▶ Required action: Should the listing contain images, exclude them; give the rest again exactly.

▶ Excerpted data:
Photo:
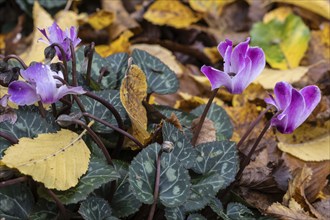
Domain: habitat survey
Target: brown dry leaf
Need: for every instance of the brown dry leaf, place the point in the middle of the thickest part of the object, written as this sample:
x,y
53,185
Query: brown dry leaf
x,y
269,77
42,19
165,55
172,13
101,19
132,91
122,44
207,132
315,150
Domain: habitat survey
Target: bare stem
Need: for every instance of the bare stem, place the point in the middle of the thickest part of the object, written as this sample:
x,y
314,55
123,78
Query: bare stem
x,y
13,56
59,204
96,139
156,189
13,181
202,119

▶ Response box:
Photo:
Domain: habitat survey
Target: brown dry leaf
Need: for every instance of the brown dry leaf, place the point in the middle of the thickest part of the object, written as this sample:
x,y
53,185
Query: brown dry leaf
x,y
269,77
42,19
165,55
172,13
101,19
132,91
122,44
207,132
315,150
Domain: habitat survey
Target: bare stem
Need: for every instance of the bare stem, place the point in the middle of the thickest part of the object, written as this sample:
x,y
314,55
123,78
Query: bare stem
x,y
13,56
59,204
96,139
156,189
13,181
202,119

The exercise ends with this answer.